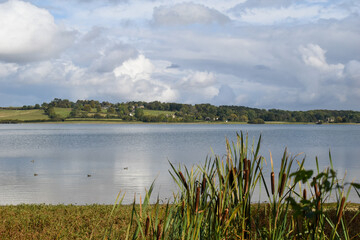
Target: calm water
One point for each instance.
(129, 157)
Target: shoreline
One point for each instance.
(116, 121)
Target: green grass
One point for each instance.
(157, 113)
(62, 221)
(62, 112)
(215, 200)
(23, 115)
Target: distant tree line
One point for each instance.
(134, 111)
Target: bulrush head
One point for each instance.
(197, 200)
(183, 180)
(246, 183)
(147, 225)
(203, 185)
(245, 164)
(272, 183)
(282, 185)
(225, 215)
(342, 204)
(159, 230)
(317, 192)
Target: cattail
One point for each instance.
(224, 216)
(282, 185)
(147, 225)
(231, 177)
(197, 200)
(272, 183)
(203, 184)
(182, 208)
(159, 230)
(183, 180)
(246, 187)
(318, 206)
(341, 210)
(317, 192)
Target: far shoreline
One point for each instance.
(14, 121)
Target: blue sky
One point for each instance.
(286, 54)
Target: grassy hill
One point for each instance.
(23, 115)
(157, 113)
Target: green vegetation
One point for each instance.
(158, 112)
(62, 221)
(216, 200)
(22, 115)
(61, 110)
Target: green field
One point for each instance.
(62, 112)
(157, 113)
(23, 115)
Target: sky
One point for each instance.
(284, 54)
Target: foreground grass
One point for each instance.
(93, 221)
(62, 221)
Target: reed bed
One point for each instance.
(217, 201)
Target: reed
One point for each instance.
(215, 200)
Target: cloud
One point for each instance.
(29, 33)
(201, 84)
(186, 14)
(313, 55)
(290, 12)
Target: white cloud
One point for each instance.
(29, 33)
(276, 12)
(200, 83)
(187, 13)
(313, 55)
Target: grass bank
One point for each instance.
(215, 200)
(28, 221)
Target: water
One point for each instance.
(128, 157)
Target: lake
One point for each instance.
(91, 163)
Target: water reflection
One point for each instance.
(130, 157)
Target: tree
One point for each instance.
(139, 113)
(87, 108)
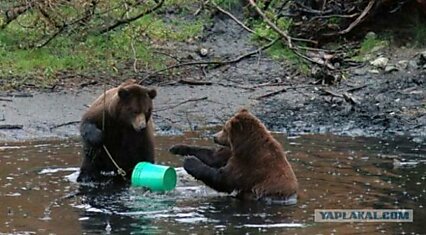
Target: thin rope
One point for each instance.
(120, 170)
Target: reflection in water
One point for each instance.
(39, 194)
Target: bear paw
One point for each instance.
(192, 165)
(91, 134)
(179, 149)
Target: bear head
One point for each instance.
(243, 126)
(134, 106)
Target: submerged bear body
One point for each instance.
(119, 122)
(251, 163)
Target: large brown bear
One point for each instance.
(252, 162)
(119, 121)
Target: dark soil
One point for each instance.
(382, 105)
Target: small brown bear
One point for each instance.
(252, 162)
(120, 121)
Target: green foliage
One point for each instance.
(278, 51)
(86, 52)
(227, 4)
(419, 34)
(370, 44)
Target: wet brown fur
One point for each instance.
(258, 163)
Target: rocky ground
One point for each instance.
(385, 99)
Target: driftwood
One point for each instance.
(194, 82)
(11, 127)
(181, 103)
(215, 63)
(271, 94)
(64, 124)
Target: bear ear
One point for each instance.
(152, 93)
(129, 82)
(243, 110)
(123, 93)
(236, 124)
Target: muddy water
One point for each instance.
(38, 192)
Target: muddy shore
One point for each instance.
(383, 105)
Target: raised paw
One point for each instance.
(193, 165)
(91, 134)
(179, 149)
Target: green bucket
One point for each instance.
(155, 177)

________

# TASK OBJECTIVE
Convert the stretch from the line containing "Target: muddy water" through the end of the records into a Markdown table with the columns Number and Entry. Number each line in order, put its text under Entry, and leave out blank lines.

# THE REPLY
| Number | Entry |
|---|---|
| 1 | Target: muddy water |
| 2 | One point for each instance. |
| 3 | (38, 192) |
| 4 | Target: muddy shore |
| 5 | One point for each instance. |
| 6 | (383, 105) |
| 7 | Target: raised paw |
| 8 | One point for each instance. |
| 9 | (193, 165) |
| 10 | (91, 134) |
| 11 | (179, 149) |
| 12 | Target: green bucket |
| 13 | One point for each instance. |
| 14 | (155, 177) |